Exercise directions –
Could you turn the data below into a Markdown table with the columns "Row" and "Line," numbering each row and leaving out blank lines and the pictures?

Entries supplied –
BEGIN

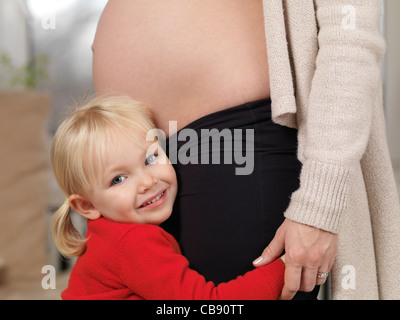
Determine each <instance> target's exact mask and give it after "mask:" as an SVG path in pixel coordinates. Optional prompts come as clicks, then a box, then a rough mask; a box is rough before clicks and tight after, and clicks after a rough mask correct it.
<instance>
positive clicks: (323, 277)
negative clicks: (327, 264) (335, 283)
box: [317, 272, 329, 279]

END

Exercise response –
| Row | Line |
|---|---|
| 1 | Determine each <instance> target's exact mask and give it after "mask:" as an SVG path in pixel coordinates. Optional prompts come as clicks, then a box, then a rough mask; a box is rough before clicks and tight after, and clicks after a rough mask correct it. |
| 2 | <instance> |
| 3 | positive clicks: (323, 277) |
| 4 | negative clicks: (327, 264) (335, 283) |
| 5 | box: [317, 272, 329, 279] |